In the next section we will describe the corpus we built, starting with its general characteristics, than we will discuss the details of the annotation process we followed to ensure a high quality annotation with as few errors as possible. In Section 3 we outline our NER system for Hungarian and in the last section we discuss our recent experiments and make some brief concluding remarks.
2.The corpus
The Named Entity Corpus for Hungarian is a sub corpus of the Szeged Treebank (Csendes et al., 2004),, which contains full syntactic annotations done manually by linguist experts.[1]A significant part of these texts has been annotated with Named Entity class labels in line with the annotation standards used on CoNLL conferences[2]. The corpus is available free of charge for research purposes.
2.1.General properties
Short business news articles collected from MTI (Hungarian News Agency, constitute a 200,000 word part of the Szeged Treebank, covering 38 topics concerning the NewsML[3] topic coding standard, ranging from acquisition to stock market changes or to new plants openings.
We provide the text with annotations of person, location, organization names and miscellaneous entities that are proper names but do not belong to the three other classes. Part of speech codes generated automatically by a POS tagger (Kuba, 2004) developed at the University of Szeged have also been added to the database. Furthermore we provide some gazetteer resources in Hungarian (Hungarian first names, company types, list of names of countries, cities, etc.) that we used for experiments to build a model based on the corpus.
The data also has some interesting properties relating to the distribution of class labels which is induced by the domain specificity of the texts – organization class, which turned to be harder to recognize than person names for example, is more frequent than in corpuses used at the CoNLL conferences.
Tokens / PhrasesNon-tagged tokens / 200067 / ─
Person names / 1.921 / 982
Organizations / 20.433 / 10.533
Locations / 1.501 / 1.294
Misc. entities / 2.041 / 1.662
Table 1.: Corpus details
2.2.The annotation process
As annotation errors can readily mislead learning methods, accuracy is a critical measurement of usefulness of language resources containing labelled data that can be used to train and test supervised Machine Learning models for Natural Language Processing tasks. With this we aimed to create a corpus with as low an annotation error rate as possible, whichcould be efficiently used for training NE recognizer and classifier systems for Hungarian. To guarantee the precision of tagging we set up an annotation procedure with three stages.
In the first stage two linguists labelled the corpus with NE tags and received the same instructions. Both of them were told to use Internet or other sources of knowledge whenever they were confused about their decision. Thanks to this and the special characteristics of texts (domain specificity helps experts to become more familiar with the style and characteristics of business news articles), the resulting annotation was very accurate regarding the inter-annotator agreement rate. We used the evaluation script made for the CoNLL conference shared tasks, which measures a phrase-level accuracy of a Named Entity-tagged corpus. As inter-annotator agreement is expressed in F values, comparing one annotation with another leads to the same result by treating any of the two annotations as the correct one (The precision of comparing A with B is the same as the recall of a comparison between B and A). The corpus showed inter-annotator agreement of 99.6% after the first phase.
In the second phase all words that received different class label were collected for discussion and revision by the two annotators and the chief annotator with several years of experience in corpus annotation.The chief annotator gave instructions to the other two to perform the first phase labelling. Those entities that caused disagreement among the linguists initially received their class labels according to the joint decision of the group.

§ **SET OF TASKS**:
[a] Quote everything in the corpus description from "In the next" down to "brief concluding remarks.".
[b] Answer these about the corpus description:
(i) Which news agency supplied the business news articles?
(ii) How many linguists labelled the corpus with NE tags in the first stage?
(iii) What inter-annotator agreement did the corpus show after the first phase?
Nothing in the listing is needed.

§ **GIVEN ENTRIES**:
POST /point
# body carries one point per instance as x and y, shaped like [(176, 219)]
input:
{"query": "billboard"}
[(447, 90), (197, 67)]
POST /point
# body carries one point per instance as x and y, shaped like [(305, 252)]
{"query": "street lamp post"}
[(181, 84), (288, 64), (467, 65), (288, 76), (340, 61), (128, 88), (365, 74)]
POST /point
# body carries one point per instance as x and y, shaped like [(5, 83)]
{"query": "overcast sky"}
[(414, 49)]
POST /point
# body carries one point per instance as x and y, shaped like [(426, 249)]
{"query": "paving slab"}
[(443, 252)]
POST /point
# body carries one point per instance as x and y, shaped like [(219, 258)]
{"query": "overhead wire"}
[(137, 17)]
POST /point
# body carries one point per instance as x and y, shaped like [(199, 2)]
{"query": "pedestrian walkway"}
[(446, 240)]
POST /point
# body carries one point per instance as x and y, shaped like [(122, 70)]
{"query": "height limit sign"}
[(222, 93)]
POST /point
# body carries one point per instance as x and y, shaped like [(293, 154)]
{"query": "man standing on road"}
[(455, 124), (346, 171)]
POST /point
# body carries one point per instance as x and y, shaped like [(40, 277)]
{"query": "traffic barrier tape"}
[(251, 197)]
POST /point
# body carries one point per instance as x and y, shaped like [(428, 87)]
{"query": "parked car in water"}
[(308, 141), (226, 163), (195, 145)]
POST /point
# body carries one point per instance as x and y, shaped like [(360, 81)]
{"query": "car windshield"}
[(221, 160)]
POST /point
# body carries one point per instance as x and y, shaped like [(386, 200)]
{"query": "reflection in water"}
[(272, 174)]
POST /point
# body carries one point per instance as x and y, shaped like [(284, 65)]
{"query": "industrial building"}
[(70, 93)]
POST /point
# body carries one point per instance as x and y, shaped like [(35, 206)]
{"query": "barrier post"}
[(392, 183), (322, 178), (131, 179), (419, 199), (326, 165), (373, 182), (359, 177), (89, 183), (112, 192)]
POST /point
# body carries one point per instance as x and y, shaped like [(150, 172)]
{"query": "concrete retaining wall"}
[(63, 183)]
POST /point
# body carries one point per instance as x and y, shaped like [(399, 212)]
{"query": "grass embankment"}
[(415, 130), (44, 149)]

§ **FULL SOLUTIONS**:
[a]
In the next section we will describe the corpus we built, starting with its general characteristics, than we will discuss the details of the annotation process we followed to ensure a high quality annotation with as few errors as possible. In Section 3 we outline our NER system for Hungarian and in the last section we discuss our recent experiments and make some brief concluding remarks.

[b]
(i) MTI (Hungarian News Agency)
(ii) Two
(iii) 99.6%